--- Begin ---
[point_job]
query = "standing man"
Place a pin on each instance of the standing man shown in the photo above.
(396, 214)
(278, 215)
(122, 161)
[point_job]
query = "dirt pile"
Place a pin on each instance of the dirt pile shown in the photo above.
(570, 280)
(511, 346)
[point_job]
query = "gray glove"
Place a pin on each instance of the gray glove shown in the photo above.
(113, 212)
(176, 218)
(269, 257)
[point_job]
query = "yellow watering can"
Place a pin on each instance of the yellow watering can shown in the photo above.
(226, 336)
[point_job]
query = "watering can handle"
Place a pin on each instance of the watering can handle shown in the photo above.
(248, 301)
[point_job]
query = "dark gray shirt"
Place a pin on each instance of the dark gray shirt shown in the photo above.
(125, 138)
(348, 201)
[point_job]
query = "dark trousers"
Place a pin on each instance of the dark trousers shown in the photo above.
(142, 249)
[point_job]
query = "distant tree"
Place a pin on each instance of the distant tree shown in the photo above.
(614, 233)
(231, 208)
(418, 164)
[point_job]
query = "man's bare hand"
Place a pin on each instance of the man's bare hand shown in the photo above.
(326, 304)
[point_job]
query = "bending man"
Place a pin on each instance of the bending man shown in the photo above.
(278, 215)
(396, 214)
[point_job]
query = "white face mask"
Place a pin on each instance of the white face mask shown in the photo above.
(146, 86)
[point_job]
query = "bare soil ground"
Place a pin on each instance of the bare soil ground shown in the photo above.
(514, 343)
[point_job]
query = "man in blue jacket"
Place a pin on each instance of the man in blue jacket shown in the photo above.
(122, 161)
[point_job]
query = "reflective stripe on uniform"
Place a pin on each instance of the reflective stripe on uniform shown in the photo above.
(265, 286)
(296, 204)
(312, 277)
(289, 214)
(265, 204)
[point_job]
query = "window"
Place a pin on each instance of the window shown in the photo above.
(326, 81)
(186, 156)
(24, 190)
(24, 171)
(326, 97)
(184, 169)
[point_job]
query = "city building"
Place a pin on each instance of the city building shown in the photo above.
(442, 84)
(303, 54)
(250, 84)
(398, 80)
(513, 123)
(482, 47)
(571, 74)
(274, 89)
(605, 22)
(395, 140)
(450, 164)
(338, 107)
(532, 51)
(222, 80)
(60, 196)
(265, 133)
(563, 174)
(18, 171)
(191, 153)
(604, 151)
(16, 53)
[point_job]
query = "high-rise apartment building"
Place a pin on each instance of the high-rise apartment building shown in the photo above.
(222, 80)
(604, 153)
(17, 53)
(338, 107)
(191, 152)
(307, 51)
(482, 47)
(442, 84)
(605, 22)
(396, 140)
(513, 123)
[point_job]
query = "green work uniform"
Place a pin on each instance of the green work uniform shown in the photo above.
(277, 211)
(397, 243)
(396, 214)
--- End ---
--- Begin ---
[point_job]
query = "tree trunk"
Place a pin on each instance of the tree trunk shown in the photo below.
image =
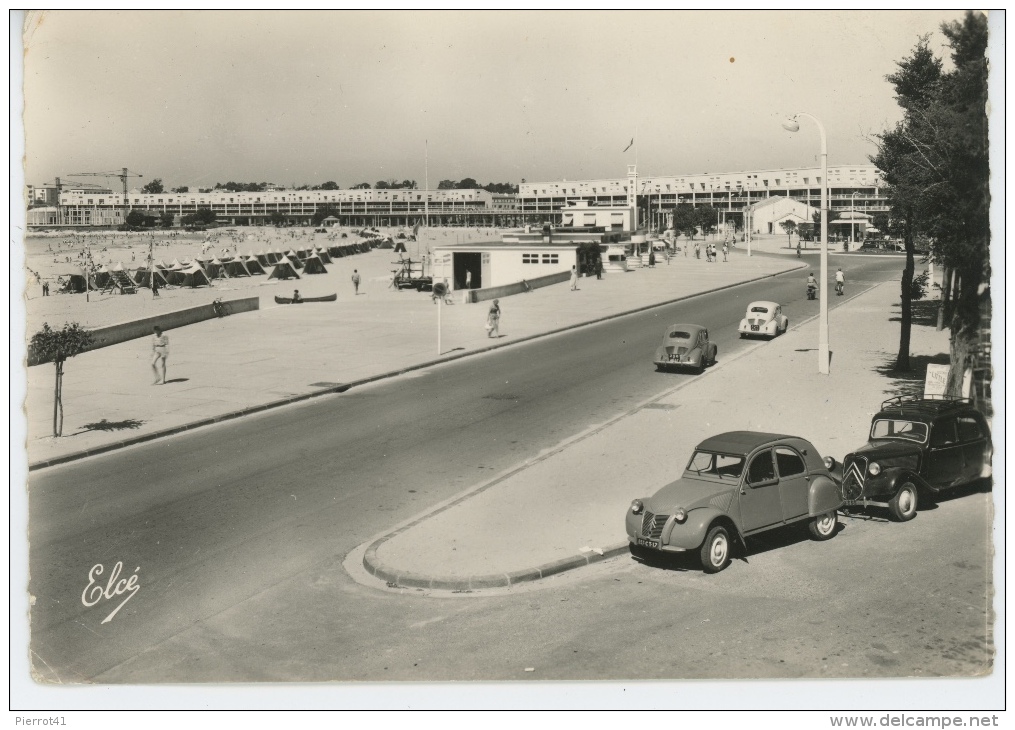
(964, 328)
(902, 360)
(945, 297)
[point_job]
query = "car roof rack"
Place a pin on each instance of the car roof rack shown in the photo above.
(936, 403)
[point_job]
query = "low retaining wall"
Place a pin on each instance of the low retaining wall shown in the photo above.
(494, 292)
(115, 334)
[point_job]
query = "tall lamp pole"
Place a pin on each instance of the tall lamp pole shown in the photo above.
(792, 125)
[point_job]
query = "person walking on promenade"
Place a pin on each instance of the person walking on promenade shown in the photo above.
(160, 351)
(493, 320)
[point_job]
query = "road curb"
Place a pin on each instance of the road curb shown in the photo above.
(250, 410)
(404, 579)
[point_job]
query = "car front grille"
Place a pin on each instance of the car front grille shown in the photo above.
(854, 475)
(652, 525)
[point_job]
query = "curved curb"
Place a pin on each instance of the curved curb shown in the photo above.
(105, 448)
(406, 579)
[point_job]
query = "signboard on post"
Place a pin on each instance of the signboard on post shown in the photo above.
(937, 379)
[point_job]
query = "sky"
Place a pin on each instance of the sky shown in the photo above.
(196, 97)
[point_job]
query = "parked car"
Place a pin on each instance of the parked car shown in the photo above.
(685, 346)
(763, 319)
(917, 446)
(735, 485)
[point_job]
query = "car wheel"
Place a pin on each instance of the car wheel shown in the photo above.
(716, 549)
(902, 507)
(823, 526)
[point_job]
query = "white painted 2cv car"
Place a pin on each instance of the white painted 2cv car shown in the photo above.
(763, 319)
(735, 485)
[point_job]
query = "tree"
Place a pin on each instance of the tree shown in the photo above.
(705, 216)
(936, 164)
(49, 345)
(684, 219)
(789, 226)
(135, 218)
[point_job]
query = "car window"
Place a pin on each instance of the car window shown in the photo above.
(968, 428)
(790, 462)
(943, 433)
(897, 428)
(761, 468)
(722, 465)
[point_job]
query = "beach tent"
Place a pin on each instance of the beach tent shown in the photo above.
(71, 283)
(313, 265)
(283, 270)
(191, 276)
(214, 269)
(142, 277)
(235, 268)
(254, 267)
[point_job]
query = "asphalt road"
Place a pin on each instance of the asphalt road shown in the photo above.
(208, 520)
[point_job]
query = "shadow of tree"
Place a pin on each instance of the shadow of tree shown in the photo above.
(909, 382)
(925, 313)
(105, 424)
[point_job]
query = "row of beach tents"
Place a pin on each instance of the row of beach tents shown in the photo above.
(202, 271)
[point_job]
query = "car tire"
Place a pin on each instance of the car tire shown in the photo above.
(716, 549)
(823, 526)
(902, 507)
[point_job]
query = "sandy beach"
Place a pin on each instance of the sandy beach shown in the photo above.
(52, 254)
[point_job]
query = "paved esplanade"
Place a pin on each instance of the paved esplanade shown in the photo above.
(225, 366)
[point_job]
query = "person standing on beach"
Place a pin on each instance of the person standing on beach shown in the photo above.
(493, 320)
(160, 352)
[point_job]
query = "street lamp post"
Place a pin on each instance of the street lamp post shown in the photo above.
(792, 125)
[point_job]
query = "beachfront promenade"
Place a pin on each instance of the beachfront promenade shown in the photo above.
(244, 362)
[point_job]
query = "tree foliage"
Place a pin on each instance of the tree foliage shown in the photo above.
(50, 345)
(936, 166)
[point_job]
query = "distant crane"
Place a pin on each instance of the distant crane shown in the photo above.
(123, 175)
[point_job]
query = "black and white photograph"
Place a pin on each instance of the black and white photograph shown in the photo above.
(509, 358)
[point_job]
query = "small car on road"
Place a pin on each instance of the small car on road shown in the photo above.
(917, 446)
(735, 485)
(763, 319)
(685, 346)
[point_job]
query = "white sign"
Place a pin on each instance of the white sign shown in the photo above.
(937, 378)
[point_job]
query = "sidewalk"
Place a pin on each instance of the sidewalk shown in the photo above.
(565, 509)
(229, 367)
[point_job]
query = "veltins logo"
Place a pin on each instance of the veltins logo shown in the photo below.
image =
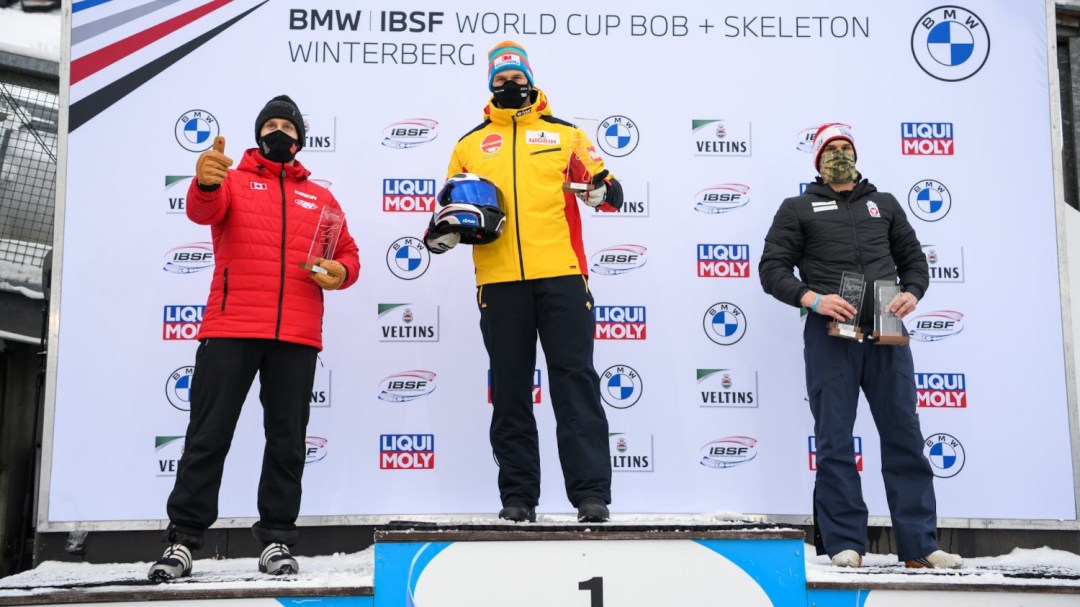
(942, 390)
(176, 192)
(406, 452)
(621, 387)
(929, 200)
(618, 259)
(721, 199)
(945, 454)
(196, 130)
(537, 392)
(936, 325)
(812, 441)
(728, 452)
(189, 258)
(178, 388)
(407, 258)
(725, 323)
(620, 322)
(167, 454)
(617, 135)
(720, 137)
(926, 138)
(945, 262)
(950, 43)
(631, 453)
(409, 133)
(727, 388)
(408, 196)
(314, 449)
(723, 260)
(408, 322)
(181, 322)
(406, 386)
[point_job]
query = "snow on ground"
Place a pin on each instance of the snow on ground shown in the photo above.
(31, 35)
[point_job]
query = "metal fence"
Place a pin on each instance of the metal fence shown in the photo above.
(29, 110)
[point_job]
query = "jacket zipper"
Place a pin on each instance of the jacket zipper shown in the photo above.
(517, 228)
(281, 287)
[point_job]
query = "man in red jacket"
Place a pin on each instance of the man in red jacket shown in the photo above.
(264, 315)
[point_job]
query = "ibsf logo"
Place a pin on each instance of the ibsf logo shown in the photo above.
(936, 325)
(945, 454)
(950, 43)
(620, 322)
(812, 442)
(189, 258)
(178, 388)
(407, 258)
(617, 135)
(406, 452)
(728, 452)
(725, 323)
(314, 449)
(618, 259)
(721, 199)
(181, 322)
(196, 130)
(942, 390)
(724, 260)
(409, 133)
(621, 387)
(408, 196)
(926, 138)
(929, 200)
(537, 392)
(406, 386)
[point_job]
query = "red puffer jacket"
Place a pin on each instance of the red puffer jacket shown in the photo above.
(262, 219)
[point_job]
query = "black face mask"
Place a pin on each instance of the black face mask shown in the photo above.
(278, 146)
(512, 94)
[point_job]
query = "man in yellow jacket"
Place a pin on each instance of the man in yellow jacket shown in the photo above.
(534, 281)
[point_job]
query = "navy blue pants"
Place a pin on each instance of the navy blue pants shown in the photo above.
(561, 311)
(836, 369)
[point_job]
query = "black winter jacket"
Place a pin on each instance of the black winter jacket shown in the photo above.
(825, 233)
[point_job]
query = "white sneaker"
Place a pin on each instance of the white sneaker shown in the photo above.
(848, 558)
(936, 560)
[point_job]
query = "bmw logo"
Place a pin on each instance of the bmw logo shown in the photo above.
--- End ---
--- Begin ---
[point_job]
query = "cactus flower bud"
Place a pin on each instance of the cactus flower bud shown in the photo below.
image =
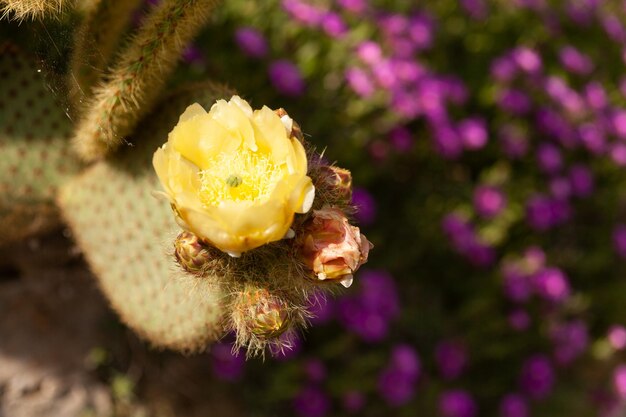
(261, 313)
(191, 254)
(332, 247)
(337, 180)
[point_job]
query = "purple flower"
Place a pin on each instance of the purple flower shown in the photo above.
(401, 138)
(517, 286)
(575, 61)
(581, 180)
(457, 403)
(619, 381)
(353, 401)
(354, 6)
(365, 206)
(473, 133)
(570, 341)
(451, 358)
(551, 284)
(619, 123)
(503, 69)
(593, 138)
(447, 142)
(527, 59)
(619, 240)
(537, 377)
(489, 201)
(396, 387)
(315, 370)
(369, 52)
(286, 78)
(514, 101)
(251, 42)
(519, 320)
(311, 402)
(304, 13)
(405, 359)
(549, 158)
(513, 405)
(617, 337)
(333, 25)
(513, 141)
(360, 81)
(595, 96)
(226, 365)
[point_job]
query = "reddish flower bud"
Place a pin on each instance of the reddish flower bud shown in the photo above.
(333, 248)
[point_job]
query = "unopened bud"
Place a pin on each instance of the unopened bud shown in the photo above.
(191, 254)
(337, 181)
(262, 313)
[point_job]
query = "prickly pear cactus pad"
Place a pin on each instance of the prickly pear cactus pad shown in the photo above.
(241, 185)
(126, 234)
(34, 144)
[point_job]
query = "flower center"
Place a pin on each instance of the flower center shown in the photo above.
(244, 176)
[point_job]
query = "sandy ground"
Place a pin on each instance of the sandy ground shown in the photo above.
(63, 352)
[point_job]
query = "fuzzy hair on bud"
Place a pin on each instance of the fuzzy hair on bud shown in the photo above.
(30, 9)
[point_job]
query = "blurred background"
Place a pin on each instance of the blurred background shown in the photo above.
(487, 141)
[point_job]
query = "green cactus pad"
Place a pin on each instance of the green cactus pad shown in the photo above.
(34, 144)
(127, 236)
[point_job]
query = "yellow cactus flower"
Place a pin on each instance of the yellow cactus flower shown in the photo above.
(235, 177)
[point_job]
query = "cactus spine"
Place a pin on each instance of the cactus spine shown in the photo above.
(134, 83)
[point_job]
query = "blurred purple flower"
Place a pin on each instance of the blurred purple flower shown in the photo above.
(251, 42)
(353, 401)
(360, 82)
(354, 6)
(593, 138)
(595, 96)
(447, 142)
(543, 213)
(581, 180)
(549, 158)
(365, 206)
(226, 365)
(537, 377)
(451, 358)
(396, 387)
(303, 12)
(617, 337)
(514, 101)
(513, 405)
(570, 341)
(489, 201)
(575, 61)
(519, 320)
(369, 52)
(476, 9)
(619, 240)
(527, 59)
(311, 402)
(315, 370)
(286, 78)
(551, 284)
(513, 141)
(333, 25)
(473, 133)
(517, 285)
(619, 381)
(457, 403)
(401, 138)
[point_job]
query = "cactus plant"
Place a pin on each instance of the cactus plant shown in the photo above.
--- End ---
### SET EXERCISE:
From the rows above, pick out each line that contains the word "person" and copy those lines. Case counts.

### RESULT BELOW:
query = "person walking on promenade"
Place a pin on each instance of the person walking on promenade shown in the photo above.
query = "person standing on beach"
Place a pin on each instance of the person standing on beach shown in the photo above.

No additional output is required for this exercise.